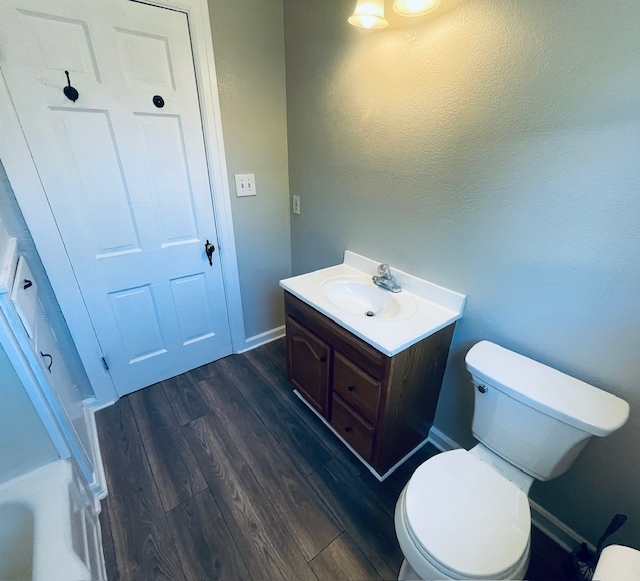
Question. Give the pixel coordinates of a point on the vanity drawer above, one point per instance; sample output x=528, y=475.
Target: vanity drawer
x=356, y=388
x=356, y=431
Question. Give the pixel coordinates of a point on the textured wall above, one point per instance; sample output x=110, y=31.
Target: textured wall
x=494, y=150
x=248, y=44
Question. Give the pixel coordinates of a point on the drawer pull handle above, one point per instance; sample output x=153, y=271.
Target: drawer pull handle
x=50, y=362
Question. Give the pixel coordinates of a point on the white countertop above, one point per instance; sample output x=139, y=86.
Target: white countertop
x=431, y=307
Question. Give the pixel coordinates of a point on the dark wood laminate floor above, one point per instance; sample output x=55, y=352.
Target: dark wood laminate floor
x=222, y=473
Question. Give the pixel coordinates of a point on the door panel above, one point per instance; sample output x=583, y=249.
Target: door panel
x=127, y=181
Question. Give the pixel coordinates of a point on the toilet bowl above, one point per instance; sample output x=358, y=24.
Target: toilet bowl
x=491, y=517
x=465, y=514
x=618, y=563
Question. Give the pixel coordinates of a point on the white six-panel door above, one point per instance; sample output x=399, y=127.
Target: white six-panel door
x=126, y=180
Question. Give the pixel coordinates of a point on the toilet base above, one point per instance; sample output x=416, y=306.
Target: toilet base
x=407, y=573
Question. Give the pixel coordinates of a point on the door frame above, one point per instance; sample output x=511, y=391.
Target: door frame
x=31, y=197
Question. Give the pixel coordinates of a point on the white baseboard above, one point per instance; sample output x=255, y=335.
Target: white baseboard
x=541, y=518
x=262, y=338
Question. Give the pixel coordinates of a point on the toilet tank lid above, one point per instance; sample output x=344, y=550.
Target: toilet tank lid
x=559, y=395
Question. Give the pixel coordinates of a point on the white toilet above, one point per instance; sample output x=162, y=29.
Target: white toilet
x=465, y=514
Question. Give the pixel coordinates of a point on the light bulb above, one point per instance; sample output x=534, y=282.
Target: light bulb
x=415, y=7
x=369, y=14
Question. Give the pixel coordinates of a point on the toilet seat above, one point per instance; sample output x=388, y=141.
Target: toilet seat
x=466, y=519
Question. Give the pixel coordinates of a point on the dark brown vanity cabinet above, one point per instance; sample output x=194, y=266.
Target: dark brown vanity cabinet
x=382, y=406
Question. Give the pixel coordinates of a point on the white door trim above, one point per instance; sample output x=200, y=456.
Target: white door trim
x=21, y=171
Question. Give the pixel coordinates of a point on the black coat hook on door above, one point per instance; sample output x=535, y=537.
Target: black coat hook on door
x=69, y=91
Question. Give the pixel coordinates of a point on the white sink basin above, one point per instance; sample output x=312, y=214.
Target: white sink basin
x=388, y=321
x=359, y=296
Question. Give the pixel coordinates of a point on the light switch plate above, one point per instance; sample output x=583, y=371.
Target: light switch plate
x=245, y=184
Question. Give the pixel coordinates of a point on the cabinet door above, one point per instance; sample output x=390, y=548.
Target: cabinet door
x=308, y=365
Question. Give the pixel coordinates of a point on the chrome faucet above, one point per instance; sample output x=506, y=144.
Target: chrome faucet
x=385, y=280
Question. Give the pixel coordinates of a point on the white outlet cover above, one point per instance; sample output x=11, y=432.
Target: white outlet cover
x=245, y=184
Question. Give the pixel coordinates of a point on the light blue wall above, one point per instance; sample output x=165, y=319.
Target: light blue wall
x=248, y=42
x=494, y=150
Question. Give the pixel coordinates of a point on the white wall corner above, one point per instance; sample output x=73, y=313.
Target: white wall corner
x=262, y=339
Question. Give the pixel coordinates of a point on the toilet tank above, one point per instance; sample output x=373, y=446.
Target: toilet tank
x=533, y=416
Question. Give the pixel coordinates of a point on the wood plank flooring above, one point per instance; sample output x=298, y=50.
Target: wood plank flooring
x=222, y=473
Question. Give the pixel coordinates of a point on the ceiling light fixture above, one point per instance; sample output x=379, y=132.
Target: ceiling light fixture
x=415, y=7
x=369, y=14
_ _ _
» **What the task asks**
The records are to be duplicated in full and exactly, with images left out.

» **Completed task**
Question. Give the pixel coordinates of a point on the vanity drawer above, one point per instance; sample output x=528, y=475.
Target: vanity drawer
x=356, y=388
x=356, y=431
Question. Give the pixel coordinates of a point on the textured wall above, one point per instance; sample output x=110, y=31.
Target: textured wall
x=494, y=150
x=248, y=44
Question. Give the pixel coordinates of a point on the drawer pull handle above, one point per instance; sample output x=153, y=271.
Target: drawer pull handle
x=50, y=362
Question. Give the pixel coordinates of a point on the white countertop above, one point per instance; sample output x=139, y=86.
Target: white countertop
x=431, y=307
Question. Give the pixel coordinates of a point on the dark wood laminate floor above, one point per instance; sample output x=55, y=352.
Target: dark wood laminate floor
x=222, y=473
Question. Give the pixel coordinates of a point on the door panel above, one point per instance; sample output x=583, y=249.
Target: door panel
x=127, y=181
Question. Give the pixel coordinates of a point on the toilet bowl above, one point per instance; sample output x=358, y=24.
Target: toilet bowl
x=491, y=517
x=465, y=514
x=618, y=563
Question. Give the pixel coordinates of a point on the white six-panel door above, one point per instance; sample output x=399, y=127.
Target: white six-panel door
x=126, y=180
Question. Give the pixel coordinates of a point on the toilet base above, one point per instance; sample output x=416, y=306.
Target: toilet base
x=407, y=573
Question. Give the pixel coordinates of a point on the door frame above, one point per instance; sample output x=511, y=391.
Target: door frame
x=31, y=197
Question. Give the pixel coordinates of a point on the white baseboard above, one point per instance; sample output x=255, y=335.
Target: white baseboard
x=541, y=518
x=262, y=338
Question. Give the pixel coordinates of a point on the toilet tank lid above, one point per instance; sample output x=344, y=550.
Target: toilet tank lid
x=559, y=395
Question. Give the pixel coordinates of a point on the white toilet above, one point per instance; sample output x=162, y=29.
Target: white toilet
x=465, y=514
Question. Give the pixel coordinates of a point on the light bulb above, one point per instance; sample output x=534, y=282.
Target: light bulb
x=415, y=7
x=369, y=14
Question. Give the pixel coordinates of a point on the toilet seat above, one point per instance; sample output x=388, y=141.
Target: toilet seat
x=466, y=519
Question. Give the pixel coordinates of a point on the dark brown vanity cabinet above, one point per instance; sample output x=194, y=266.
Target: dark brown vanity cabinet
x=382, y=406
Question. Give the pixel coordinates of a point on the white door trim above, one point per instance; sample output x=200, y=456.
Target: white door trim
x=21, y=171
Question. Give the pixel coordinates of a point on the black coat hook on door above, one point per instance; sample output x=535, y=537.
Target: black coat hook on door
x=69, y=91
Question. Give the pixel coordinates of a point on the white sink basin above, one point per instance; sample output x=312, y=214.
Target: white sink basin
x=388, y=321
x=359, y=296
Question. Give the pixel coordinates of a point on the light switch plate above, one point per instance; sample output x=583, y=371.
Target: light switch plate
x=245, y=184
Question. Give the pixel coordinates of a point on the cabinet door above, one point per instance; sample output x=390, y=548.
Target: cabinet door
x=308, y=365
Question. Give the pixel coordinates of a point on the chrome faucet above, one point per instance; sample output x=506, y=144.
Target: chrome faucet
x=385, y=280
Question. Give the pixel coordinates of a point on the white outlet cover above, one point per instance; sample output x=11, y=432.
Target: white outlet cover
x=245, y=184
Question. Give the pixel coordinates of a point on the light blue wall above, one point per instance; sample output x=165, y=319.
Target: light blue wall
x=248, y=42
x=494, y=150
Question. Give the pixel coordinates of a point on the white wall corner above, one point per instance; sample output x=73, y=313.
Target: white wall corner
x=262, y=339
Question. Give the pixel coordinates of a point on the toilet tank above, one point per instance; sample output x=373, y=446.
Target: toilet tank
x=533, y=416
Question. Give the pixel coordinates of a point on the wood plank flooring above, one point per instance; sample output x=298, y=50.
Target: wood plank flooring
x=222, y=473
Question. Give the pixel coordinates of a point on the ceiling light fixture above, one point per instance; sample output x=379, y=132.
Target: ceiling light fixture
x=415, y=7
x=369, y=14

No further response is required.